### Exercise
Everything from the line with "Return a JSON" to the final line of the records should be reproduced word for word, with both of those lines kept.

### Data listing
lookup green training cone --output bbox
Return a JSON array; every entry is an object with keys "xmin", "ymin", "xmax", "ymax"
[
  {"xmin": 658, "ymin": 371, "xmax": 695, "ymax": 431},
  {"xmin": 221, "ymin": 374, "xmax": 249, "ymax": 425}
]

### Output below
Return a JSON array; every entry is an object with keys "xmin", "ymin", "xmax", "ymax"
[
  {"xmin": 658, "ymin": 371, "xmax": 695, "ymax": 431},
  {"xmin": 221, "ymin": 374, "xmax": 249, "ymax": 425}
]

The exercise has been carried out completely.